# What you are asked to do:
Summarize the review below in two sentences.

# Reading passage:

━━━━━━

Tom Dowd & The Language Of Music (Documentary)

 

Picture: C+     Sound: C+     Extras: B     Film: A-

 

 

Though Michael Moore’s Bowling For Columbine was both 2003’s most commercially successful and controversial documentary film of the year, it was not the best.  That honor goes to producer/director Mark Moormann’s remarkable Tom Dowd & The Language Of Music.  Dowd left us in 2002, but the man who was once an unknowing part of The Manhattan Project became one of the most important single figures in the evolution of recorded sound.

 

Deciding not to teach dated physics because the innovations he helped discover were still federal government top secrets at the time, he suddenly found himself involved in recording music.  Soon, he was behind the counsels of the top recording studios and immediately innovated the counsels operations.  He is the one who replaced knobs with sliders on recording counsels, and in his exclusive tenure at Atlantic Records, convinced the company to use magnetic two-channel tape.  They still insisted on having the material cut onto record discs, but Dowd’s initiative gave the label true stereo ahead of every other label in the business.  Then there was the amazing and long-ranging series of talents he worked for through the years.  From Otis Redding, Aretha Franklin, Tito Puente and Ray Charles, to Eric Clapton, Lynyrd Skynyrd, and The Allman Brothers, he brought the best out of the most important names in 20th Century music that he worked with.  His story, without any exaggeration whatsoever, is the story of American music.  This is an all-time must-see among all music films ever made and actually qualifies as a Rocumentary, belated as it was made, because so much of the music is from the time of the original film cycle.

 

The letterboxed 1.85 X 1 image is sadly not anamorphically enhanced, but the content is still visually varied like any other such far-reaching documentary.  This is so well edited that it never quits for its entire ninety minutes run.  The new footage was shot by cinematographer Patrick Longman.  The Dolby Digital 2.0 Stereo is lacking some Pro Logic surrounds, but I wished this were in outright 5.1 DTS and maybe we’ll see such a mix in the future when this is issued in a High Definition format.  Extras include a stills gallery set to interview audio for 2 minutes, trailers for a few other Palm DVD releases, weblinks, three deleted scenes, footage behind the scenes shooting the films new segments and a terrific plethora of extra interview footage that had to be cut for time but belongs in the main feature by the great names featured including Dowd, Charles, Clapton, Atlantic Records legend Ahmet Ertegun, recording innovator Les Paul, writing legend Mike Stoller, Jerry Wexler, both superproducers Arif Mardin and Phil Ramone among 14 who have much more to say.

 

To put in bluntly, no collection on music films can be complete without Tom Dowd & The Language Of Music.  Only rivaled recently by the likes of Standing In The Shadows Of Motown, this is so great; it is practically mandatory to see and to own.  Get it!

━━━━━━

# Information shown:
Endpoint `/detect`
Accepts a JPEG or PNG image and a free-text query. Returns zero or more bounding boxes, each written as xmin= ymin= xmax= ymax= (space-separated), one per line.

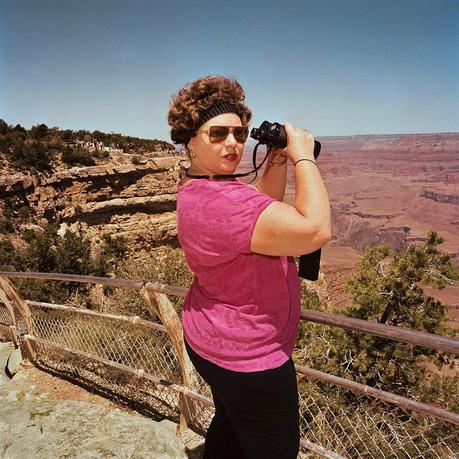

━━━━━━

# Complete answer:
The review names Mark Moormann's Tom Dowd & The Language Of Music the best documentary of 2003 and traces how Dowd, once an unknowing part of the Manhattan Project, replaced knobs with sliders, got Atlantic Records true stereo ahead of every other label, and worked with major names from Ray Charles to Eric Clapton. It gives the picture and sound a C+, notes that the image is not anamorphically enhanced and the audio is Dolby Digital 2.0 Stereo, praises the extra interview footage, and calls the film practically mandatory to see and to own.